**Job**:
From the line with "Study the picture above. For each instance of the hillside, find" down to the final line of the material below, quote every line exactly and leave out all lines before it.
— start Recorded information —
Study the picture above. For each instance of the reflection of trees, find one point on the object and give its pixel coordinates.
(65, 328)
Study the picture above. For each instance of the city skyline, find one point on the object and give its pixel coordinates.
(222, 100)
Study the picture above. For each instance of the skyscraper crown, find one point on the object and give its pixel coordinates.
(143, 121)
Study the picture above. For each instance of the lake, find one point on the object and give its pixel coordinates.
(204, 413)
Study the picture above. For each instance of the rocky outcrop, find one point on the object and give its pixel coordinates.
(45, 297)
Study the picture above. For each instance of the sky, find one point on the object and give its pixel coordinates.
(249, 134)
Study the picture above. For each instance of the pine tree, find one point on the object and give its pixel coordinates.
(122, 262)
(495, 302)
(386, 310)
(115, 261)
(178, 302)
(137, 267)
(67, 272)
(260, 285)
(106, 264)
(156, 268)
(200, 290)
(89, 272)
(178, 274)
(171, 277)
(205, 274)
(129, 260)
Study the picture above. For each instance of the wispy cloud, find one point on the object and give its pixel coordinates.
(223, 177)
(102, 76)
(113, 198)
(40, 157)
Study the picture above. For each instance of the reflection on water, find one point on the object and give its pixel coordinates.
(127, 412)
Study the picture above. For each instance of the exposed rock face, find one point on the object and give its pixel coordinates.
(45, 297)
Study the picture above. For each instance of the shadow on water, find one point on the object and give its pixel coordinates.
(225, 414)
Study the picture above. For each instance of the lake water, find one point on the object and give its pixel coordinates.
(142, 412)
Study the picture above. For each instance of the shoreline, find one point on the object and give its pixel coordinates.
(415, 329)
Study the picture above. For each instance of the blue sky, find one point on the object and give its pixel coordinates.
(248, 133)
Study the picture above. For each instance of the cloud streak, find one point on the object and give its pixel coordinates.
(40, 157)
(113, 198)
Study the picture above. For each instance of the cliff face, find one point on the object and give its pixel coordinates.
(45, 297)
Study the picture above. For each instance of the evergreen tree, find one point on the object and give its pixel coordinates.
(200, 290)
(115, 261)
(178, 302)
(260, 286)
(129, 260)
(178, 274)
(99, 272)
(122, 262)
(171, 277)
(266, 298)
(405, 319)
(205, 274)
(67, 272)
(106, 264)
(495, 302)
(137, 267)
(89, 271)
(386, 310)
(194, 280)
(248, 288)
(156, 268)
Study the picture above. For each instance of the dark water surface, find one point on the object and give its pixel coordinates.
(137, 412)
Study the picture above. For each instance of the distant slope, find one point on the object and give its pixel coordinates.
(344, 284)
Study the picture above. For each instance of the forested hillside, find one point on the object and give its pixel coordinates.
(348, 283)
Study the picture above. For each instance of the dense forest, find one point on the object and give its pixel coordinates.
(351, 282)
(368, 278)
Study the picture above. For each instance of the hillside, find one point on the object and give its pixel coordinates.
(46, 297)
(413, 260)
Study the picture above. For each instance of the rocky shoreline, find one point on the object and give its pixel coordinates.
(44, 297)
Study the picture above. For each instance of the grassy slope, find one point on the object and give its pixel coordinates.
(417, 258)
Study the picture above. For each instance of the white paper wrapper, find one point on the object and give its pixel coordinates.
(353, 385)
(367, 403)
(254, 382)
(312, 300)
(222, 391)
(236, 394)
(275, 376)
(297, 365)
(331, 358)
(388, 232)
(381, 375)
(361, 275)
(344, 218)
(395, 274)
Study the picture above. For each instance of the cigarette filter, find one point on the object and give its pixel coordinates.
— end Recorded information —
**Finished task**:
Study the picture above. For each instance of the hillside, find one point on the object and give its pixel coordinates.
(46, 297)
(413, 260)
Study the picture above. For each instance of the rocky shoreline, find one point on the object and give its pixel coordinates.
(44, 297)
Study the picture above. For each instance of the grassy slope, find one point on the object and give its pixel coordinates.
(417, 258)
Study the picture above. For each instance of the white paper wrapper, find one point on the object and give its pixel coordinates.
(353, 385)
(367, 403)
(254, 382)
(312, 300)
(222, 391)
(236, 394)
(275, 376)
(297, 365)
(331, 358)
(388, 232)
(381, 375)
(361, 275)
(344, 218)
(395, 274)
Study the picture above. For each instance of the cigarette filter, find one point on the object and give its pixel coordinates.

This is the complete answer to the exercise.